**** SUPPLIED TEXT
Allow me to ask the other way around: Why USE flags at all? If some one wants to use certain switches (which are right now provided with the help of the USE flags) then we could expect the user to know CFLAGS, FEATURES, LDFLAGS and friends at package level.

My question does not make sense. I know. But I think not setting the CFLAGS for a package where the user explicitly requests "debug" in the USE flags is as well not making sense.

What do you think?

Comment 25 Alin Năstac (RETIRED) gentoo-dev

2007-12-12 06:20:21 UTC

Debug flag is never used (or shouldn't be used) as a synonym to "build the program with -O0 -gddb and don't strip the debug info". In this case, it activates debug logging. Yeah, not exactly intuitive, but this is how upstream decided to implement things. If I were the author, these would have been accomplished through command line options, not compilation defines.

Anyway, the debug USE flag reason of being has been discussed over the time on dev ml. I distinctly remember that adding -ggdb to CFLAGS is a no-no.

Comment 26 steveb 2007-12-12 06:28:08 UTC

(In reply to comment #25)
> Debug flag is never used (or shouldn't be used) as a synonym to "build the
> program with -O0 -gddb and don't strip the debug info". In this case, it
> activates debug logging. Yeah, not exactly intuitive, but this is how upstream
> decided to implement things. If I were the author, these would have been
> accomplished through command line options, not compilation defines.
> 
I did not say anything about "don't strip the debug info".


> Anyway, the debug USE flag reason of being has been discussed over the time on
> dev ml. I distinctly remember that adding -ggdb to CFLAGS is a no-no.
> 
Well... then I have a nice list of such "no-no's":
grep -R "\-ggdb" /usr/portage/


Anyway... it is okay.
********
STATED TASK A :: Reproduce the records word for word, from the line containing "the car window." up to and including the last line of the records.
**** EXTRACTED MATERIAL
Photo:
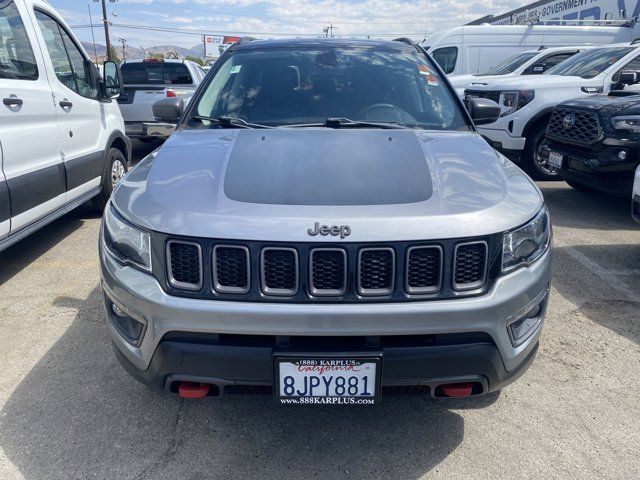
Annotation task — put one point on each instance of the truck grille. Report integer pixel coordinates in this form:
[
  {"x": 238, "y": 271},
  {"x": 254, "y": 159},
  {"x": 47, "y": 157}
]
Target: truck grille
[
  {"x": 350, "y": 272},
  {"x": 574, "y": 126}
]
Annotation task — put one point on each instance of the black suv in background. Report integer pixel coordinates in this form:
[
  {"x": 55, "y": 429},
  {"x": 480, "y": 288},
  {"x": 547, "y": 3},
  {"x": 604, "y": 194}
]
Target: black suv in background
[{"x": 595, "y": 142}]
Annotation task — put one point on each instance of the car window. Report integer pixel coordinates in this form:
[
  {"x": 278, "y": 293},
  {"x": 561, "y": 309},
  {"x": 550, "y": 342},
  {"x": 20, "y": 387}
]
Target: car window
[
  {"x": 446, "y": 58},
  {"x": 16, "y": 56},
  {"x": 156, "y": 73},
  {"x": 284, "y": 86},
  {"x": 510, "y": 64},
  {"x": 590, "y": 63},
  {"x": 68, "y": 62}
]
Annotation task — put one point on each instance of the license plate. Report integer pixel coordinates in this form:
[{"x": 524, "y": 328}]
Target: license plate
[
  {"x": 327, "y": 380},
  {"x": 555, "y": 159}
]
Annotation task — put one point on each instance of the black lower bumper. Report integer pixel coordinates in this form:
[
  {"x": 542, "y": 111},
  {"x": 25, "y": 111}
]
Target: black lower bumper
[
  {"x": 599, "y": 168},
  {"x": 233, "y": 366}
]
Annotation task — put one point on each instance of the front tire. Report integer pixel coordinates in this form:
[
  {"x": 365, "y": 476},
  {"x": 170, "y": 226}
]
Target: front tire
[
  {"x": 533, "y": 163},
  {"x": 115, "y": 168}
]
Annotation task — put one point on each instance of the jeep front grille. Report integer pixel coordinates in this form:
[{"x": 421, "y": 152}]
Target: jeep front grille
[
  {"x": 424, "y": 269},
  {"x": 376, "y": 268},
  {"x": 328, "y": 271},
  {"x": 470, "y": 265},
  {"x": 584, "y": 129},
  {"x": 231, "y": 269},
  {"x": 346, "y": 272},
  {"x": 279, "y": 271},
  {"x": 184, "y": 260}
]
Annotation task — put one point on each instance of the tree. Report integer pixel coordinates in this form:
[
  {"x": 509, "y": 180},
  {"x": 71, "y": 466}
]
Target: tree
[
  {"x": 198, "y": 60},
  {"x": 114, "y": 54}
]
********
STATED TASK B :: In the bug discussion, what does Comment 25 say the debug flag activates in this case?

EXPECTED ANSWER A ::
Annotation task — put one point on each instance of the car window. Report integer pixel coordinates in this form:
[
  {"x": 278, "y": 293},
  {"x": 561, "y": 309},
  {"x": 550, "y": 342},
  {"x": 20, "y": 387}
]
Target: car window
[
  {"x": 446, "y": 58},
  {"x": 16, "y": 56},
  {"x": 156, "y": 73},
  {"x": 284, "y": 86},
  {"x": 510, "y": 64},
  {"x": 590, "y": 63},
  {"x": 68, "y": 62}
]
Annotation task — put one point on each instance of the license plate. Report integer pixel coordinates in this form:
[{"x": 524, "y": 328}]
Target: license plate
[
  {"x": 327, "y": 380},
  {"x": 555, "y": 159}
]
Annotation task — put one point on each instance of the black lower bumper. Report integer pixel coordinates in this form:
[
  {"x": 542, "y": 111},
  {"x": 25, "y": 111}
]
Target: black lower bumper
[
  {"x": 599, "y": 168},
  {"x": 233, "y": 366}
]
Annotation task — put one point on each instance of the front tire. Report integer pixel coordinates in this form:
[
  {"x": 365, "y": 476},
  {"x": 170, "y": 226}
]
Target: front tire
[
  {"x": 533, "y": 163},
  {"x": 115, "y": 168}
]
Annotation task — put one point on each instance of the jeep front grille. Report integer pixel coordinates in this form:
[{"x": 421, "y": 152}]
Target: jeep front grille
[
  {"x": 424, "y": 269},
  {"x": 376, "y": 268},
  {"x": 328, "y": 271},
  {"x": 470, "y": 265},
  {"x": 584, "y": 129},
  {"x": 231, "y": 269},
  {"x": 346, "y": 272},
  {"x": 279, "y": 271},
  {"x": 184, "y": 260}
]
Annotation task — put one point on each instance of the tree. Report integer pixel coordinates in this form:
[
  {"x": 509, "y": 180},
  {"x": 71, "y": 466}
]
Target: tree
[
  {"x": 198, "y": 60},
  {"x": 114, "y": 54}
]

EXPECTED ANSWER B :: Debug logging.